# [GIVEN REQUEST]
Give these rows again with "scrabble tile" changed to "letter tile", leaving everything else unchanged.

# [ROWS]
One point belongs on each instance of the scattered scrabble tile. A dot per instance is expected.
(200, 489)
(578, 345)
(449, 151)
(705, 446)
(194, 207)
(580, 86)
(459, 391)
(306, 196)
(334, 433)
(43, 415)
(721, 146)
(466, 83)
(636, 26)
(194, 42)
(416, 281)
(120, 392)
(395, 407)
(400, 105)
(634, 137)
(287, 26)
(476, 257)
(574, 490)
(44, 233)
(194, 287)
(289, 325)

# [EXERCISE RESPONSE]
One point belongs on each instance of the scattered letter tile. A dot per instance is expected.
(200, 489)
(578, 345)
(449, 151)
(705, 446)
(194, 207)
(580, 86)
(459, 391)
(306, 196)
(334, 433)
(43, 415)
(721, 146)
(466, 83)
(636, 26)
(194, 42)
(416, 281)
(120, 392)
(395, 407)
(400, 105)
(634, 137)
(287, 26)
(476, 257)
(574, 490)
(44, 233)
(194, 287)
(289, 325)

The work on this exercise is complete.